WRITTEN TASKS =>
(1) Could you rewrite the part of the joint attention paper that begins at the words "II. LEARNING MODEL" and stops after "RJA and IJA.", putting "agent" in place of "learner"?
(2) Can you carry on the joint attention paper from the point where it stops?
# START OF TEXT SHOWN
A developmental model of initiating joint attention through constructing state space
-
1
Osaka university, Adaptive Machine System, Graduate School of Engineering, Japan
-
2
Osaka university, Systems Innovation, Graduate School of Engineerning Science, Japan
I. INTRODUCTION
Inferring other’s intention is an important factor that can accelerate the development of joint attention (JA). In this paper, we aim to reveal the developmental mechanism of JA based on such inferring capability by a synthetic approach.
Human infants have gradually come to follow the gaze direction of caregivers from 6-months of age[1]. Until 12-month, they have accurately been able to find an object that her gaze and/or pointing are referring to[2], [3]. These behaviors are called responding to JA (RJA). Meanwhile, they have developed the ability to lead her attentions to an object by using their pointings, utterances, etc[2]. These actions are called initiative behaviors of JA (IJA). However, the internal mechanism which enables such a development of both RJA and IJA has not been well understand.
On the other hand, some studies have synthetically suggested the developmental models of JA in human infants as advocated in cognitive developmental robotics[4]. Those showed that a robot acquires gaze-following only through statictically mappping gaze and locations when it finds something salient[5], [6], and that a robot acquires gaze-alternation in JA through discovering and reproducing the contingency of caregiver-infant interactions based on information theory[7]. However, those have not deal with the development of inferring caregiver's internal states, nor explain about the relationship between it and JA.
This work presents our working model for a learning mechanism of optimal actions for JA in a scheme of reinforcement
learning (RL). It integrates methods for the autonomous state space construction and the hidden state estimation. It seems an important but formidable step for infants to estimate the caregiver's hidden state, whether she is interactive for JA or not, since it can not be directly observable from them but largely affects their future rewards. To overcome this, the proposed method has three steps. The first step is to divide state space, with consideration of the differences between the caregiver's hidden states, based on the extended method of ishiguro et al.[8]. The second step is to learn the probablistic model of state transition based on HMM. Through above two steps, the learner can acquire the ability to estimate the hidden states according to not only the directed observation at the time but also the history of their interactions. The final step is to learn the optimal action on
each state based on RL. We applied the proposed model to the computer simulation, and try to reproduce the developmental processes of both RJA and IJA in human infants.
II. LEARNING MODEL OF JA
Here, a certain type of caregiver-infant interaction was supposed. The learner first observes the caregiver and the objects in their environment, estimates her attentions and the hidden states. Then it selects one from possible actions: lookings at the caregiver, looking at an object, and uttering. If the JA between them is accomplished, the caregiver gives a reward. After experiencing those interactions, the learner constructs the state space, and learn the state transition model and optimal actions on each state. By repeating such learning processes, it can gradually understand her hidden states, and acquire the behaviors of RJA and IJA.
# END OF TEXT SHOWN
# START OF GIVEN DATA
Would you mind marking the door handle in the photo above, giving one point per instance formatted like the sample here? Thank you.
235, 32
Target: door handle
# END OF GIVEN DATA
ANSWERS PROVIDED =>
(1)
II. LEARNING MODEL OF JA
Here, a certain type of caregiver-infant interaction was supposed. The agent first observes the caregiver and the objects in their environment, estimates her attentions and the hidden states. Then it selects one from possible actions: lookings at the caregiver, looking at an object, and uttering. If the JA between them is accomplished, the caregiver gives a reward. After experiencing those interactions, the agent constructs the state space, and learn the state transition model and optimal actions on each state. By repeating such learning processes, it can gradually understand her hidden states, and acquire the behaviors of RJA and IJA.

(2)
In this work, we assume that the caregiver’ hidden states are represented as three kinds of the modes: initiative mode, responsive mode, and non-interactive mode. These modes affect her policies of giving rewards and state transition. When she is the initiative mode or the responsive mode, the learner can get rewards by JA. On the other hand, it can’t get rewards when she is the non-interactive mode, even if it can follow her gaze directions. However, the learner can let her change mode from the initiative, or non-interactive, to the responsive one by its paticular behaviors: gaze-alternations and speakings to her. Therefore, it should induce her responsive mode in order to get rewards when the she is non-interactive mode.
A. System for JA
The system has three modules: state estimation module, action selection module, and memory module. The learner infers
the caregiver's modes by state estimation module, selects an action to get rewards by action selection module, and stores the interaction data for learnings in memory module.
The state estimation module is composed of two parts that are sensor classifier and state transition model. The sensor classifier calculates the current state probabilities from observable sensor data: gaze directions of the caregiver's and the learner’s, and locations of two objects. Meanwhile, by the state transition model, the learner also calculates those probabilities from the prior data: the state probabilities, the learner’s action and the caregiver's reward value at the last interaction. The learner estimates the current state by integrating the state probabilities based on two different way. Note that the way to give rewards is different depending on the caregiver's mode, the learner’s action, and the current state. Therefore, the state transition model must be utilized for estimating her current mode. By this method, the learner identifies the current state according to
her modes.
In the action selection module, an action is stochastically selected based on the indentified state and state-action values. The state-action value based on RL means the expected reward of taking an action in a state.
B. Learning algorithm
The learner needs to recognize a variety of states to achieve JA depending on the caregiver's mode which change following to the infant’s behavior. In order to discriminate these modes which are not observable at the moment, the system has two stages: (1) state space construction for RL to find adequate features based on an extension method of ishiguro et al. [8] and (2) parameter estimation of the state transition model based on HMM.
At the state space construction stage, the system first divides the continuous sensor space into two kinds of areas after each action, according to whether the learner is given a reward in the area or not. Moreover, the divided area may have more division if it has multiple peaks in the histogram of reward values depending on the different modes. As a result, the learner constructs the state space which is expected to reflect the differences among the modes.
At the parameter estimation stage of the state transition model, the system re-estimates the states from the past interactions. Based on the HMM, it calculates the probabilities of the state transition in terms of the learner's prior action, the caregiver's prior reward , and the previous state. The learner consequently understand how the states and modes change depending on its own behavior.
Moreover, the learner needs to learn adequate behaviors to achieve JA in each the caregiver's mode. In action learning, the system calculates state-action values by Q-learning of RL. The method of RL can be used to consider the near future rewards.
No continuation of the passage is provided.